» SELECTED EXTRACT:
:::::
[lldb-dev] stop notification expedited registers - critical ones
Todd Fiala
tfiala at google.com
Fri Jun 13 12:24:24 PDT 2014
Awesome, thanks Jason!
On Fri, Jun 13, 2014 at 11:51 AM, Jason Molenda <jason at molenda.com> wrote:
> The goal is that lldb won't need to ask for any additional register values
> at a typical stop with the command line lldb unless the user issues
> additional commands. Obviously fp, pc, sp are needed. Sometimes the
> function arguments (which lldb will print with the frame format) are still
> in registers -- so we include the argument registers.
>
> In performance tuning with iOS, we've consistently found that the size of
> the packets is not particularly important - but the number of packets is
> critical. I think this will be typical of remote communication with
> devices where there may be several layers involved with the communication.
> So it's better to include extra registers in the stop packet that lldb
> might need than to have lldb ask for them individually.
:::::
» RECORDED INFORMATION:
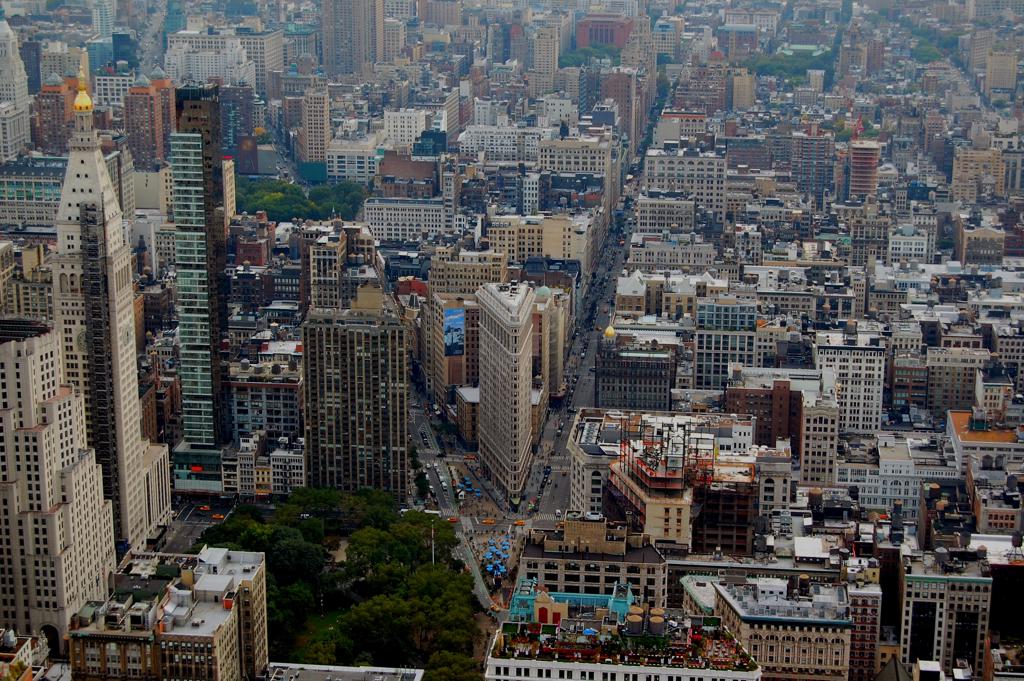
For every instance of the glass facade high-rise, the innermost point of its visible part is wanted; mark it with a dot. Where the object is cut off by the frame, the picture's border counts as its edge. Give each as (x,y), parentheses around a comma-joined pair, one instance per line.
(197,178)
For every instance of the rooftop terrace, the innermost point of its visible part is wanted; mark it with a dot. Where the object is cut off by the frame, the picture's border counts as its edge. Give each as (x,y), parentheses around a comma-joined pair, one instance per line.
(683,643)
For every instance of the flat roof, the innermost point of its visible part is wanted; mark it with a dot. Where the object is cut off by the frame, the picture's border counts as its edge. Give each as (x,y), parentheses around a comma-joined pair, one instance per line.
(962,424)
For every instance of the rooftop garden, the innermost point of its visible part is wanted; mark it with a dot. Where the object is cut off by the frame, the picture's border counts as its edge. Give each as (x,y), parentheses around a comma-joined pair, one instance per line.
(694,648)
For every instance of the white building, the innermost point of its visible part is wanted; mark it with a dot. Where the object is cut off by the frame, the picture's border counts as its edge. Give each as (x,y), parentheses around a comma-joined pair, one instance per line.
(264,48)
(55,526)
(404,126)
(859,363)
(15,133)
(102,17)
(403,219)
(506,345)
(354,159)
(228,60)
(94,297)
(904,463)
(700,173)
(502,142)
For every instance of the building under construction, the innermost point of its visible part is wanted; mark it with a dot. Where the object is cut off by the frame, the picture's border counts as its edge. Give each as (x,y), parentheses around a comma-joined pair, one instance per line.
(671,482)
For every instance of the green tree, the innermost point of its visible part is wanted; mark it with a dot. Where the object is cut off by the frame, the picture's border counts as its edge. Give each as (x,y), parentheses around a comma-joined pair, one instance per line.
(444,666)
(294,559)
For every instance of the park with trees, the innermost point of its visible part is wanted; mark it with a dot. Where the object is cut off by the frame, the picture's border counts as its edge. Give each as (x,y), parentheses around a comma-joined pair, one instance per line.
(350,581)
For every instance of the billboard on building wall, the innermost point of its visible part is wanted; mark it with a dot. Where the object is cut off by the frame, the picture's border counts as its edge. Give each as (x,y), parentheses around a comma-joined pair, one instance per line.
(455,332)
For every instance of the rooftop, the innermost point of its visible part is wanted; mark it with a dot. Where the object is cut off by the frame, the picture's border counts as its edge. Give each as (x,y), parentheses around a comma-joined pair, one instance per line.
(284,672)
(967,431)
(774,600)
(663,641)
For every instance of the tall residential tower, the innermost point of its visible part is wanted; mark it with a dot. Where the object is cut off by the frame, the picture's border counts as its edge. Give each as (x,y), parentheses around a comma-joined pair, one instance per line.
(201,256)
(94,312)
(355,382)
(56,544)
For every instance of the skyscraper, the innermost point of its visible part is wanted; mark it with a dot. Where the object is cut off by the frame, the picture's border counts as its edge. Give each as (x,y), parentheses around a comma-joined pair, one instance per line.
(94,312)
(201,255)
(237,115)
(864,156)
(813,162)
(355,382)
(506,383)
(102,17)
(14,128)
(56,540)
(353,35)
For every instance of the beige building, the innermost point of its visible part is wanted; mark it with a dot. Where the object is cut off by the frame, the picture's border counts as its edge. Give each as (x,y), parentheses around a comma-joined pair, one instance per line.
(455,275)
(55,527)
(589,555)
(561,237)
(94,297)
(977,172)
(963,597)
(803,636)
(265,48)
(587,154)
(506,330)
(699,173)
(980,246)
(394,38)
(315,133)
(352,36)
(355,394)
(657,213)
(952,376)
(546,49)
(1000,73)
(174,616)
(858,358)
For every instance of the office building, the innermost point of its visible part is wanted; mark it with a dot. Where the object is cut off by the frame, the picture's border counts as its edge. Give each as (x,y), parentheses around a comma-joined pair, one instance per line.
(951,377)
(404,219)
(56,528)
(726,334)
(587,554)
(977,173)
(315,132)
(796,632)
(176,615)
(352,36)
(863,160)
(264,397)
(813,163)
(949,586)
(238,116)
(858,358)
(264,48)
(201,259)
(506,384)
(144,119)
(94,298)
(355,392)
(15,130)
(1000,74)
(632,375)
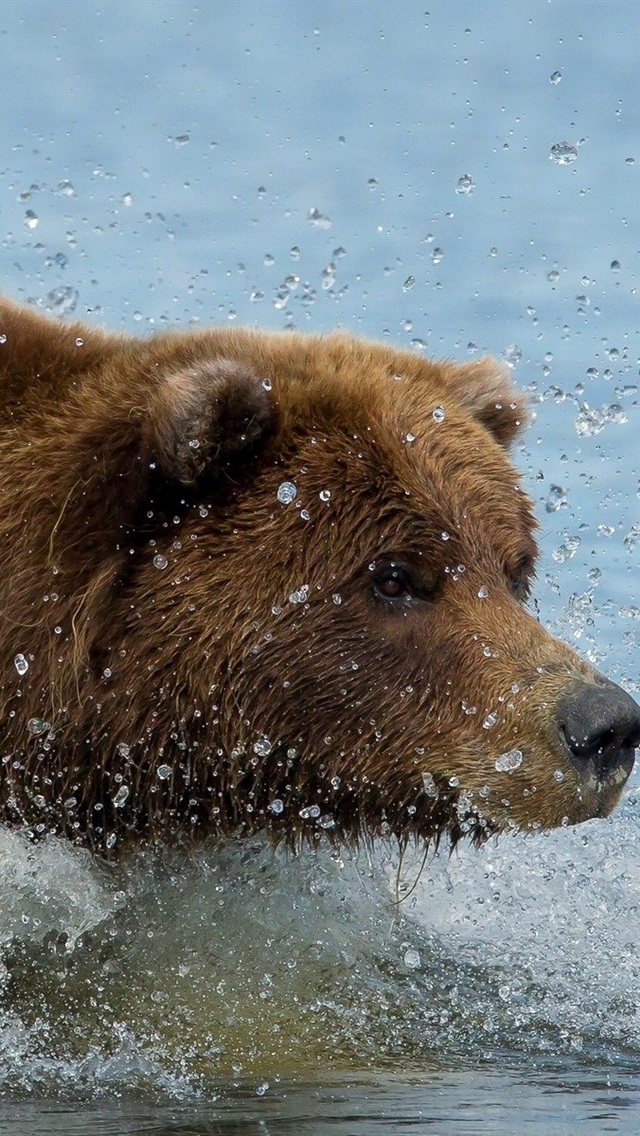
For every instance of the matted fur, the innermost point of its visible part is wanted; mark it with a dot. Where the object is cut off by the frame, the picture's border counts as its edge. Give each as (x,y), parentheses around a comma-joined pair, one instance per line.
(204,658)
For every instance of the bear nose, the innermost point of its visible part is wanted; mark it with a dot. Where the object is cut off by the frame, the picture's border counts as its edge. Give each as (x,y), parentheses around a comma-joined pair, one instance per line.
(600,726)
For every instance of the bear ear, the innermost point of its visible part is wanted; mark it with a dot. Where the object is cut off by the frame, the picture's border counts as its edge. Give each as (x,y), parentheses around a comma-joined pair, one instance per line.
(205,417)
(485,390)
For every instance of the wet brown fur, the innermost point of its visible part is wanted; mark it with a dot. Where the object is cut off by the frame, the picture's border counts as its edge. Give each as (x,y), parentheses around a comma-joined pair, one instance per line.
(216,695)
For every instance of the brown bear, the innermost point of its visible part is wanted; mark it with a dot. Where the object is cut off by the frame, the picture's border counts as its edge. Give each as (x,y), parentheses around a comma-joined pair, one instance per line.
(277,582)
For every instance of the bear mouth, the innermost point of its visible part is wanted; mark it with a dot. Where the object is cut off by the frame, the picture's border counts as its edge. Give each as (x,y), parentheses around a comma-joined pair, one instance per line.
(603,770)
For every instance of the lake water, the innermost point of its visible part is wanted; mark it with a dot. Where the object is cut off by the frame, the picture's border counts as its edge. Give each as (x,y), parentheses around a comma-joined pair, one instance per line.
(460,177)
:::::
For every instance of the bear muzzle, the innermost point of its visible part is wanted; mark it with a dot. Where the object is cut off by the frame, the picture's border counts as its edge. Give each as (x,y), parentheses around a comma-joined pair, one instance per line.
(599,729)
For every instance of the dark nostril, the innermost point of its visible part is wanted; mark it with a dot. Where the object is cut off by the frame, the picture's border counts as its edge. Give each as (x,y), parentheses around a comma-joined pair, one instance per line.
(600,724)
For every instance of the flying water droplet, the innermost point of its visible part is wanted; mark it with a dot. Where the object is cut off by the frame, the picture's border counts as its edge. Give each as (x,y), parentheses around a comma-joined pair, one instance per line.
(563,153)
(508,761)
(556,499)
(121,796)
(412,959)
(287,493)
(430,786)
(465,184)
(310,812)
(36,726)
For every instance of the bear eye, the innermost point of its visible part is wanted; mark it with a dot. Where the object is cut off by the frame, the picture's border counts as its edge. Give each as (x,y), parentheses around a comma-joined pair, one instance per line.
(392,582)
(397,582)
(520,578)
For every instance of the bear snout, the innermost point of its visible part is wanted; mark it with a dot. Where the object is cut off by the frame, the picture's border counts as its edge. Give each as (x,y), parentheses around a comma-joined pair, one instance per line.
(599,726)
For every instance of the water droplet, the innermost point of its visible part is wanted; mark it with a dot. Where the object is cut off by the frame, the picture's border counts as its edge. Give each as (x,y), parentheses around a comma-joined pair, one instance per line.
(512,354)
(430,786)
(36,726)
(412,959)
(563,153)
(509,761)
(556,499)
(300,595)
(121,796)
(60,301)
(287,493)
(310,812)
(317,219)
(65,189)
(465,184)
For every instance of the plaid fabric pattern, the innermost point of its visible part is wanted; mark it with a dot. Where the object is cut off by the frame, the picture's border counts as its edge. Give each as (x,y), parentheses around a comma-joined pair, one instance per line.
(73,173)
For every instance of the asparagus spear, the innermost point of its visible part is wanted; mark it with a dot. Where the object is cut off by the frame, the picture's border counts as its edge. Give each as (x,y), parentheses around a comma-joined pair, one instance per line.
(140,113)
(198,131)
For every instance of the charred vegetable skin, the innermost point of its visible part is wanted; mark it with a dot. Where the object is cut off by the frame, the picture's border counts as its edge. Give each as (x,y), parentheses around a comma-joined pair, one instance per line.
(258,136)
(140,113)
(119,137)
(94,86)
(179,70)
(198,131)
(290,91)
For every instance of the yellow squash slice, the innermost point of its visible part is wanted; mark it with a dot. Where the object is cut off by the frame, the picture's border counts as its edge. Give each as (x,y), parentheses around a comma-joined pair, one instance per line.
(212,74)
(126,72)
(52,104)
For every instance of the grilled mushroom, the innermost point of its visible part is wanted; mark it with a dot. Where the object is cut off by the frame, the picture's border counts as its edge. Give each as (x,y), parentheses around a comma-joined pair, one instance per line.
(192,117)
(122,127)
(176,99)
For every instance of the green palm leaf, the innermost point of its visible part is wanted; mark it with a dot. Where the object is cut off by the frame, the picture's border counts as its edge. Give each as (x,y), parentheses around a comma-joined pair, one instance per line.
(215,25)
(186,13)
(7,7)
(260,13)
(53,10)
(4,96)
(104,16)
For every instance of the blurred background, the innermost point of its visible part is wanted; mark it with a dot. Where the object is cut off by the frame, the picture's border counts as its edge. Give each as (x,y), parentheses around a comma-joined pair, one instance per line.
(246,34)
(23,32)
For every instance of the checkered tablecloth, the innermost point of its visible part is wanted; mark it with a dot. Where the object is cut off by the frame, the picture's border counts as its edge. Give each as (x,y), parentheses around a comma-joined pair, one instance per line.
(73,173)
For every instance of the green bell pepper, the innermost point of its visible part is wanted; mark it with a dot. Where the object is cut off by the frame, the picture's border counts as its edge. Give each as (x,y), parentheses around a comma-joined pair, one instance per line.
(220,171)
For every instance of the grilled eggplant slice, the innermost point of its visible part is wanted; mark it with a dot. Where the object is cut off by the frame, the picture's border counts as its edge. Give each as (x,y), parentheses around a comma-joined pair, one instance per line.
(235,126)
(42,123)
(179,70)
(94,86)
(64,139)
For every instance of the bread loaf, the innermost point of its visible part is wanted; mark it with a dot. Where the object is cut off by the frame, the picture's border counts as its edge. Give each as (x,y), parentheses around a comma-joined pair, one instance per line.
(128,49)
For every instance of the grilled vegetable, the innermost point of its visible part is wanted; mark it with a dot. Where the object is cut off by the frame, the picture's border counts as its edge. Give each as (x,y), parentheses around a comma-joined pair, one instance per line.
:::::
From the mailing-list message on stop notification registers, list every register named by its abbreviation. Draw only on the mailing-list message, not on the material.

» SOLUTION BELOW:
fp, pc, sp